> Directions for this task: Locate each line of the material that contains the string "black" and copy those lines in full. Case counts.

> Materials provided:
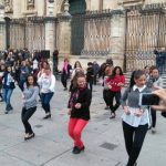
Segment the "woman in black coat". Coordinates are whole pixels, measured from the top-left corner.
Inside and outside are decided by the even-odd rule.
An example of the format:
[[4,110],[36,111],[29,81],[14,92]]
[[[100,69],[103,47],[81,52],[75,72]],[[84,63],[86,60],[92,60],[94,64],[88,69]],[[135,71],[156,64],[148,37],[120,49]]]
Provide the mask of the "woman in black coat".
[[81,135],[90,120],[92,94],[86,86],[84,74],[76,75],[74,85],[75,89],[71,92],[68,105],[70,115],[69,135],[74,141],[73,154],[80,154],[85,148]]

> Solution:
Segment the "woman in black coat". Coordinates are whole pixels, measured from the top-left corner.
Provide the mask of the "woman in black coat".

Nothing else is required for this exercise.